- _Requisitos da tarefa_:
No trecho sobre a tradição holandesa do Pete Negro, em que data as pessoas pintam o rosto de preto para comemorar a chegada desse personagem?

- _Trecho fornecido_:

Em ano de BlackLivesMatter, holandeses mantém tradição do Black Pete

A tradição constrangedora, entendida como racista, é disputada e começa a ser trocada pelo Pete Fuligem, desaparecendo gradualmente.

por Ayanna Thompson e Coen Heijes, em The Conversation | Tradução de Cezar Xavier

Enquanto os protestos e levantes sociais do Black Lives Matter se espalhavam pelas cidades dos EUA no verão, o ícone dos direitos civis, o reverendo Jesse Jackson, escreveu uma carta pessoal ao primeiro-ministro holandês Mark Rutte sobre uma tradição anual que muitos acreditam ser racista. Todo 5 de dezembro, as pessoas em toda a Holanda pintam o rosto de preto e usam perucas afro para comemorar a chegada de Pete Negro, o servo de São Nicolau que ajuda a entregar os presentes.

Com conversas sobre justiça racial, racismo sistêmico e preconceito anti-negro ganhando novo ímpeto em todo o mundo, Jackson questionou a defesa do líder holandês da tradição do Pete Negro. “Excelência”, escreveu ele, “enquanto o mundo inteiro lamenta o assassinato brutal de George Floyd, seguido pelas manifestações de protesto em massa em todo o mundo pedindo ações para combater o racismo, não acho que foi apropriado para você explicar que você entende melhor o sofrimento dos negros … e que você não considere o Pete Negro racista. ”

- _Dados fornecidos_:
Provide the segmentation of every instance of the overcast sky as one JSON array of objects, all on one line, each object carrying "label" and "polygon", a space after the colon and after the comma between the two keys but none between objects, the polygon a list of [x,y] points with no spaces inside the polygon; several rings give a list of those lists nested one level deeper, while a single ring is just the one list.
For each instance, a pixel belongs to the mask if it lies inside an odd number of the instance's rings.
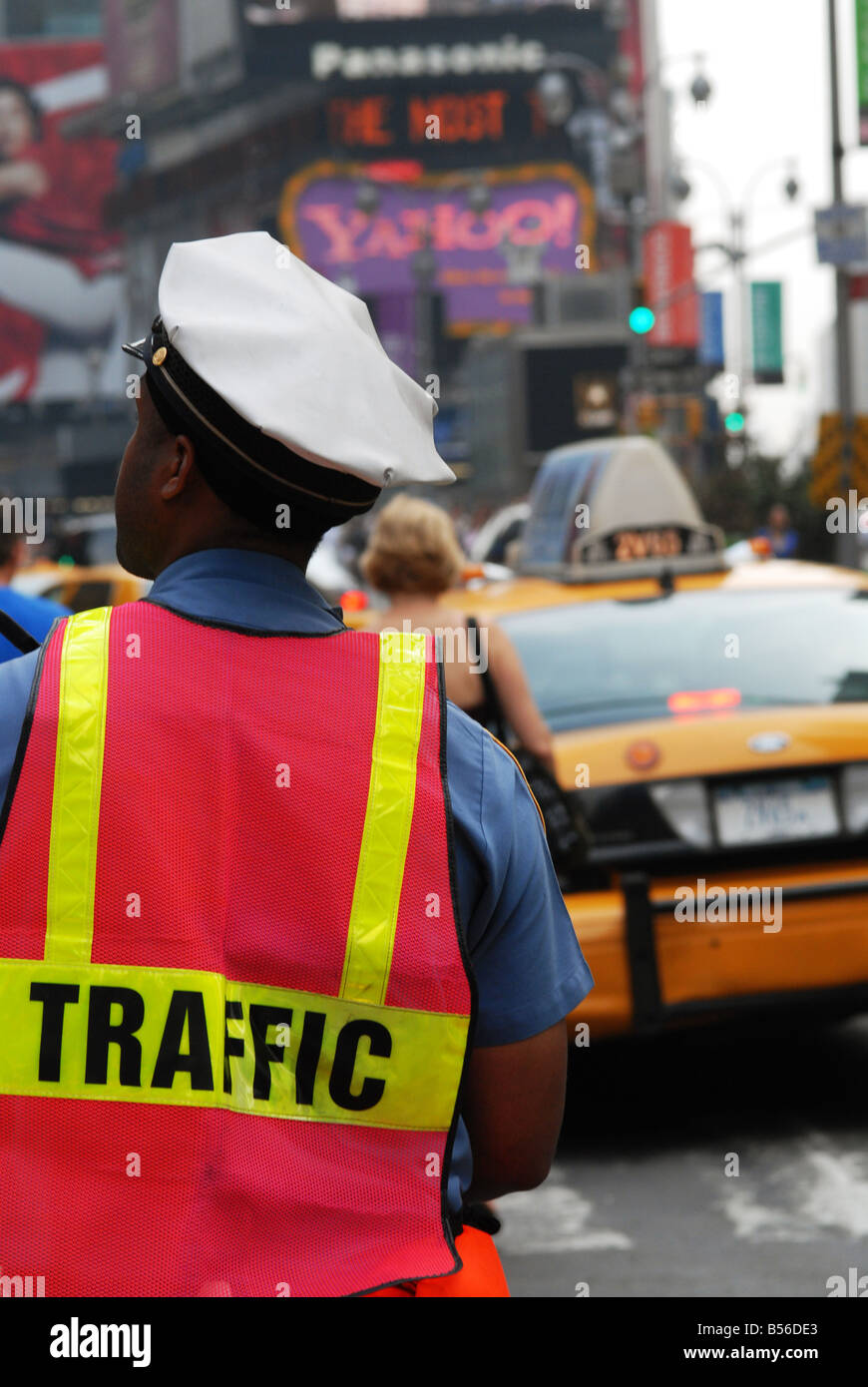
[{"label": "overcast sky", "polygon": [[[800,227],[810,230],[749,262],[750,279],[783,280],[788,379],[786,386],[757,387],[749,404],[761,445],[775,452],[804,452],[813,444],[821,404],[824,329],[835,305],[835,272],[817,264],[813,236],[814,208],[832,200],[826,0],[657,3],[663,54],[675,58],[704,53],[713,86],[706,110],[697,111],[688,94],[692,61],[666,67],[666,85],[677,92],[674,144],[693,187],[678,215],[692,225],[695,243],[721,240],[727,233],[721,190],[699,164],[714,166],[731,201],[740,207],[763,165],[789,155],[797,160],[797,203],[783,197],[782,162],[754,184],[747,208],[749,245]],[[842,133],[844,147],[853,151],[844,160],[844,197],[867,203],[868,148],[858,148],[854,10],[856,0],[837,0]],[[722,257],[713,251],[699,257],[697,279],[704,288],[724,288],[729,307],[732,275],[715,270],[721,262]],[[868,319],[868,309],[858,312]],[[868,381],[864,388],[868,391]],[[826,401],[824,408],[829,406]]]}]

- _Exercício resolvido_:
Em 5 de dezembro, todos os anos.